Writing during the early phases of the first lockdown in 2020, with colleagues from Australia and New Zealand, we assessed the immediate impact of COVID-19 on the hospitality workforce at three levels: macro (global, policy, government), meso (organisational) and micro (employee) and argued that, in fact, the consequences were an extreme amplification of what had long been the norm in hospitality employment - precarious, low paid and challenging working conditions endured by some of the most disadvantaged in the workforce. Evidence from the unfolding chapter of COVID-19 has only served to reinforce this assessment. The uncertainty and stop-start conditions faced by businesses left most employees stranded or in search of other working options.

 As a consequence and somewhat ironically, now that hospitality is open again, Scotland (and the wider UK) is facing an acute skills shortage which, although partly attributable to the consequences of Brexit, points to a lack of interest and confidence in, and appetite for, the work that is on offer in hospitality. 

Maybe this should not be a major surprise. A survey undertaken by a team from SBS of the hospitality workforce here in Scotland in late 2020 (when hospitality was open) highlights a significant increase in customer misbehaviour and abuse of staff charged with managing complex COVID social distancing and hygiene measures. The findings suggest that managers are reluctant to intervene on behalf of their staff, perhaps believing the myth that the customer is always right? These issues have been reinforced by the experience of members of the Unite Union Hospitality section in Glasgow, highlighting sexual violence and gender-based abuse in the industry locally and affirming other examples of workplace abuse in the sector. Customer abuse has now been recognised by some hospitality industry leaders in Scotland in launching the Be Kind to Hospitality campaign in May 2021. 

The pandemic has also changed the nature of hospitality work in both operational and contextual terms. We have seen increased use of self-service automation across the industry and reductions in personalised service (in-room cleaning in hotels, for example). We have also seen the emergence of hotels contracted to provide quarantine for international arrivals, initially in other countries but eventually in Scotland as well. Interestingly, an early study of the workforce in Australia’s quarantine facilities identified that a significant proportion of young people undertaking such work saw it as meaningful, worthwhile and contributing to the greater good of society, attributes not generally associated with ‘normal’ hospitality work. This study created a fascinating and serendipitous footnote from my perspective in that its publication led to an invitation from the chair of the Scientific Pandemic Insights Group on Behaviour (SPI-B), which is a subgroup of SAGE that is assessing behavioural and sociological drivers of the covid-19 epidemic, and how these impact specific sectors of the economy, in this case the hotel industry, including Managed Quarantine Facilities (Quarantine Hotels). I was able to advise on issues relating to the workforce in hotels and how infection mitigation might be managed in the future from a behavioural perspective. The report will enable SAGE to inform policy in a range of Departments of the UK Government and the devolved administrations with respect to behavioural aspects of risk and risk mitigation across a complex and diverse sector. 

What happens next in the hospitality workforce space is anybody’s guess. What is (almost) certain is that going forward, the new normal for hospitality work will be different, begging a host of questions. What will happen to the warmth of traditional Scottish hospitality if physical, technological and psychological barriers remain between guests and those serving them? Will Scottish hospitality employers be forced to recognise the true value of their staff and enhance their working conditions in line with the Fair Work agenda? Will MQFs become a permanent part of our travel landscape and what is the role for hotels in providing such services? These questions and many more will be the staple diet for us academic researchers in this area for many years to come.

== DATA SHOWN ==
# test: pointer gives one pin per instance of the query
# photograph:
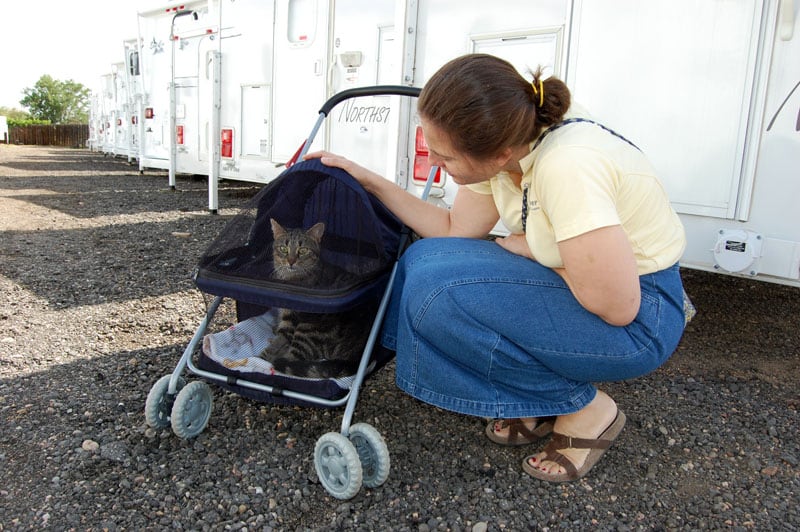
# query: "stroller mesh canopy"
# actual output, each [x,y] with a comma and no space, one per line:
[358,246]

--

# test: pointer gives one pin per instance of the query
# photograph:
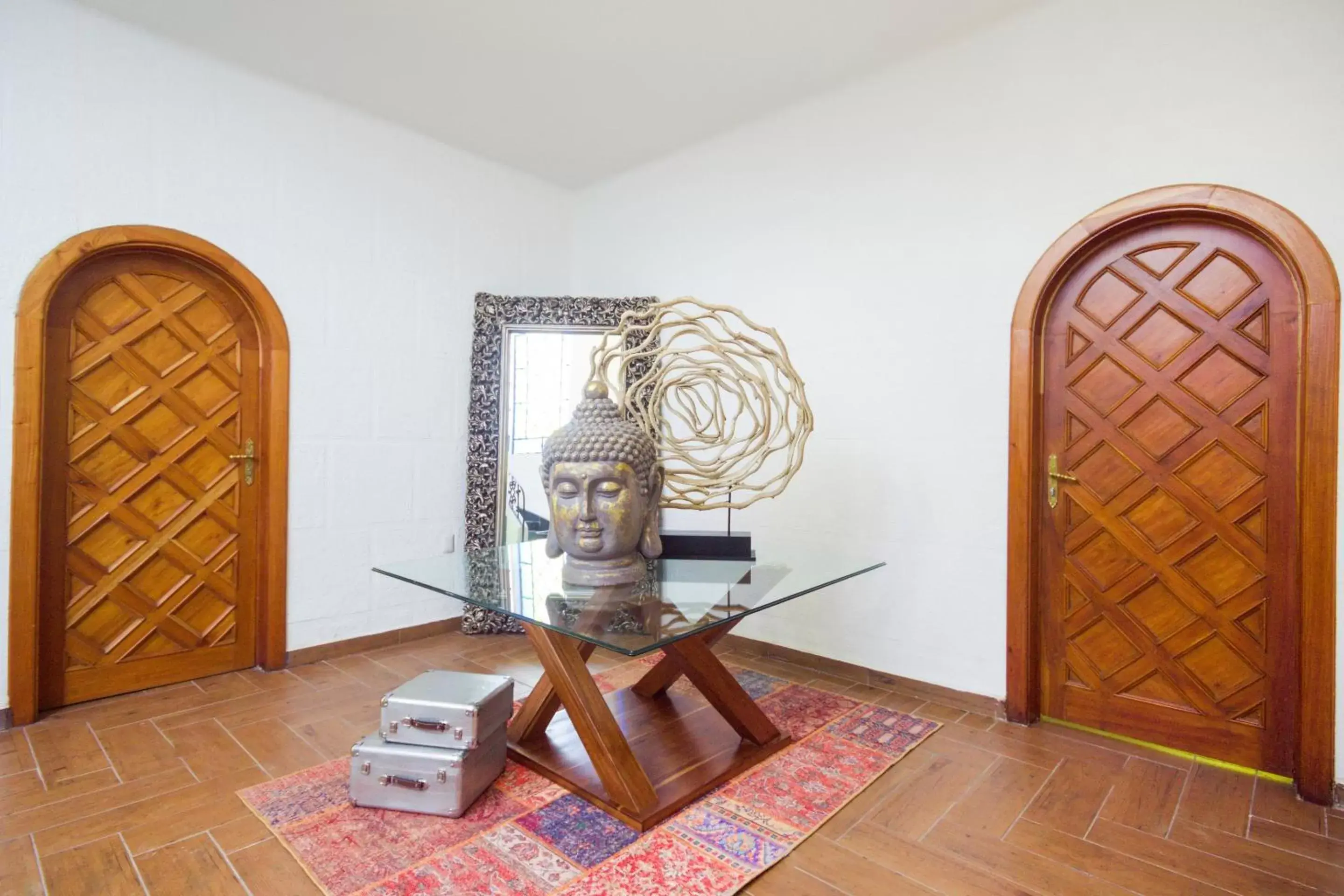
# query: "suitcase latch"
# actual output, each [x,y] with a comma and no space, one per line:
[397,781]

...

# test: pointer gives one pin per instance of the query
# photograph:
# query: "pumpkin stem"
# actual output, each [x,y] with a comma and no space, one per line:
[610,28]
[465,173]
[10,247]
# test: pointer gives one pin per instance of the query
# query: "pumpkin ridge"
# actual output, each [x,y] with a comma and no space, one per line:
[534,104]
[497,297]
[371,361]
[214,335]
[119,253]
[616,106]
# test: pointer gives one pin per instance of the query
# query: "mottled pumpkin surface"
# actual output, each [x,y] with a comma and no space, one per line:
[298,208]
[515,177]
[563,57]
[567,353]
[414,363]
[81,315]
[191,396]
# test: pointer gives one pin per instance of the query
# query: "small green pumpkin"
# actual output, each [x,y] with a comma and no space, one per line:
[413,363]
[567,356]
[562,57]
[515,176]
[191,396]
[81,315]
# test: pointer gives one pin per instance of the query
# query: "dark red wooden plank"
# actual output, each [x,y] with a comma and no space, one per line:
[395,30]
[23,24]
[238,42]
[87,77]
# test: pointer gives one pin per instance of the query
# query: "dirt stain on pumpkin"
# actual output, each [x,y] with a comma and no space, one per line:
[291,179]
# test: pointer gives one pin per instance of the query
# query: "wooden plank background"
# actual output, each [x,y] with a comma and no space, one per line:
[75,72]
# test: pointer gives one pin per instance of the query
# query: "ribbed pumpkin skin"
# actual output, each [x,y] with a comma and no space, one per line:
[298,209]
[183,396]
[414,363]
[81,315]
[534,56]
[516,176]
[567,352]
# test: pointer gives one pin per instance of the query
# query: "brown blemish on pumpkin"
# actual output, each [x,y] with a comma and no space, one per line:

== TASK REQUIREMENTS ==
Return the passage of the hospitality workforce text from "What happens next" up to and including "years to come.", copied word for word.

== YOUR SOLUTION ==
What happens next in the hospitality workforce space is anybody’s guess. What is (almost) certain is that going forward, the new normal for hospitality work will be different, begging a host of questions. What will happen to the warmth of traditional Scottish hospitality if physical, technological and psychological barriers remain between guests and those serving them? Will Scottish hospitality employers be forced to recognise the true value of their staff and enhance their working conditions in line with the Fair Work agenda? Will MQFs become a permanent part of our travel landscape and what is the role for hotels in providing such services? These questions and many more will be the staple diet for us academic researchers in this area for many years to come.